--- START ---

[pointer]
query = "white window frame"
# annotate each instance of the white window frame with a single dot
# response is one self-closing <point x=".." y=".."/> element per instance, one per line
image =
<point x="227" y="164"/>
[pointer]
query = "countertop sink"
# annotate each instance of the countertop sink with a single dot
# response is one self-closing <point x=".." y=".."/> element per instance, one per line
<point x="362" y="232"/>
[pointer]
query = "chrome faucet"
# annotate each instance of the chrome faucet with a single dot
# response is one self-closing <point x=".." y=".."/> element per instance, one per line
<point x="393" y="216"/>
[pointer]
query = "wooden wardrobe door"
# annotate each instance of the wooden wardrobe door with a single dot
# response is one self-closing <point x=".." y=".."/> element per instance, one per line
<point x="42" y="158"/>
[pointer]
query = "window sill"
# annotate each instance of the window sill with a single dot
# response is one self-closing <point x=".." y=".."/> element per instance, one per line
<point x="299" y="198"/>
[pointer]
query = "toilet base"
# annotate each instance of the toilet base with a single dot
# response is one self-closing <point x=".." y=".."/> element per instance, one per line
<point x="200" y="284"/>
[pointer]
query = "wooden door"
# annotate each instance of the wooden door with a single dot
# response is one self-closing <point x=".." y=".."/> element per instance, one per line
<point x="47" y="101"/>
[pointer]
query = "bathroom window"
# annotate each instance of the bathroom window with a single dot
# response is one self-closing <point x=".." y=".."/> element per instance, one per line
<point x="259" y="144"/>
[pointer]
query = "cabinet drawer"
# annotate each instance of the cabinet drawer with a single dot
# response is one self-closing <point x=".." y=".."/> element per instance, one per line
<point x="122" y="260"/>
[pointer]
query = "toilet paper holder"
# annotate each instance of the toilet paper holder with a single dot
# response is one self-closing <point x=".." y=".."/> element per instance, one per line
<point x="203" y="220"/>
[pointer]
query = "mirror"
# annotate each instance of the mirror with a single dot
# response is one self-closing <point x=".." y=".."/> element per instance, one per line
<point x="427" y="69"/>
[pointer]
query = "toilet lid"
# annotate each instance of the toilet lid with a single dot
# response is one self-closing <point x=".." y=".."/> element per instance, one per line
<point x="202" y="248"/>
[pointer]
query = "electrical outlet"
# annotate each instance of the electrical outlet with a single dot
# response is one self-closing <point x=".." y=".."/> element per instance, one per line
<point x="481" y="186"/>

--- END ---

• Problem details: Copy all of the data above, character for character.

• Answer area:
[pointer]
query = "white window frame"
# annotate each instance of the white window frame with a single dot
# response is one self-closing <point x=".." y=".."/> element per instance, one per line
image =
<point x="227" y="164"/>
[pointer]
query = "countertop sink"
# annotate each instance of the countertop sink with a single dot
# response is one self-closing <point x=".." y=".."/> element per instance, one per line
<point x="362" y="232"/>
[pointer]
query = "chrome faucet"
# annotate each instance of the chrome faucet with a single dot
# response is one self-closing <point x=".." y=".."/> element per instance, one per line
<point x="393" y="216"/>
[pointer]
query = "wooden wardrobe door"
# annotate each instance of the wooden wardrobe door with a single dot
# response is one self-closing <point x=".." y=".."/> element per instance, one per line
<point x="42" y="158"/>
[pointer]
query = "window sill"
# annotate each instance of the window sill with a single dot
# response is one self-closing <point x=".." y=".."/> element per instance, one per line
<point x="299" y="198"/>
[pointer]
query = "toilet base"
# annotate each instance of the toilet base with a single dot
# response is one self-closing <point x=".." y=".."/> element per instance, one per line
<point x="200" y="284"/>
[pointer]
query = "wooden door"
# annotate each instance of the wooden door with a single dot
# response is one self-closing <point x=".." y=".."/> element per instance, one per line
<point x="47" y="101"/>
[pointer]
query = "bathroom window"
# annotate each instance of the bathroom window with a single dot
# response is one self-closing <point x=".." y=".."/> element per instance, one per line
<point x="259" y="144"/>
[pointer]
query = "cabinet drawer"
# annotate each instance of the cabinet drawer with a single dot
# response is one self-closing <point x=".." y=".."/> element per instance, one per line
<point x="122" y="260"/>
[pointer]
query = "toilet paper holder"
# annotate each instance of the toilet paper holder with a single dot
# response is one self-closing <point x=".." y=".."/> element per instance, one per line
<point x="203" y="220"/>
[pointer]
query = "mirror"
# annotate each instance of the mirror with a single dot
# response is one self-closing <point x=".." y=".."/> element per instance, one per line
<point x="427" y="69"/>
[pointer]
query = "toilet lid"
# annotate each instance of the toilet lid with a single dot
# response is one self-closing <point x=".." y=".."/> element per instance, one per line
<point x="202" y="248"/>
[pointer]
query = "electrical outlet"
# annotate each instance of the electrical outlet with a single dot
# response is one self-closing <point x=".." y=".."/> element per instance, one per line
<point x="481" y="186"/>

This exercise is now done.